• _待做题目_:
A – 在这段分析autowireByName源码的文本中,resolvedAutowireMode取什么值时会触发autowireByName方法?
B – 从最后一句之后接着写这段autowireByName与autowireByType的源码分析文本。

• _所给文本_:
--

接下来我们从源码角度分析这两部分的流程。
【1】autowireByName和autowireByType
① autowireByName
当resolvedAutowireMode为1时,即AUTOWIRE_BY_NAME将会触发autowireByName(beanName, mbd, bw, newPvs);。
方法源码如下:
//AbstractAutowireCapableBeanFactory#autowireByName
protected void autowireByName(
String beanName, AbstractBeanDefinition mbd, BeanWrapper bw, MutablePropertyValues pvs) {
// 获取未满足的非简单类型的属性名称
String[] propertyNames = unsatisfiedNonSimpleProperties(mbd, bw);
for (String propertyName : propertyNames) {
// 如果当前容器包含该属性名称对应的bean
if (containsBean(propertyName)) {
// 触发Bean的获取
Object bean = getBean(propertyName);
//更新pvs
pvs.add(propertyName, bean);
// 注册记录beanName与依赖 bean名称
registerDependentBean(propertyName, beanName);
if (logger.isTraceEnabled()) {
logger.trace("Added autowiring by name from bean name '" + beanName +
"' via property '" + propertyName + "' to bean named '" + propertyName + "'");
}
}
else {
if (logger.isTraceEnabled()) {
logger.trace("Not autowiring property '" + propertyName + "' of bean '" + beanName +
"' by name: no matching bean found");
}
}
}
}
方法如上所示,获取需要解析的依赖bean。遍历循环尝试从容器中获取bean,然后更新到pvs中。最后调用registerDependentBean方法进行beanName与依赖bean名称留存记录。

--

• _材料_:
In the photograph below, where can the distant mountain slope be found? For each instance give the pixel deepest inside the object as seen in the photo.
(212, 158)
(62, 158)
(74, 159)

--

• _逐题答案_:
A – resolvedAutowireMode为1时,即AUTOWIRE_BY_NAME。

B –
② registerDependentBean
registerDependentBean方法如下所示,其使用dependentBeanMap与dependenciesForBeanMap记录了beanName都被依赖了哪些bean和dependentBeanName都依赖了哪些bean。
public void registerDependentBean(String beanName, String dependentBeanName) {
String canonicalName = canonicalName(beanName);
synchronized (this.dependentBeanMap) {
Set<String> dependentBeans =
this.dependentBeanMap.computeIfAbsent(canonicalName, k -> new LinkedHashSet<>(8));
if (!dependentBeans.add(dependentBeanName)) {
return;
}
}
synchronized (this.dependenciesForBeanMap) {
Set<String> dependenciesForBean =
this.dependenciesForBeanMap.computeIfAbsent(dependentBeanName, k -> new LinkedHashSet<>(8));
dependenciesForBean.add(canonicalName);
}
}
在DefaultSingletonBeanRegistry中维护了一系列final map。其中dependentBeanMap 表示 beanName---哪些bean依赖了beanName,dependenciesForBeanMap 表示 beanName---beanName依赖了哪些bean。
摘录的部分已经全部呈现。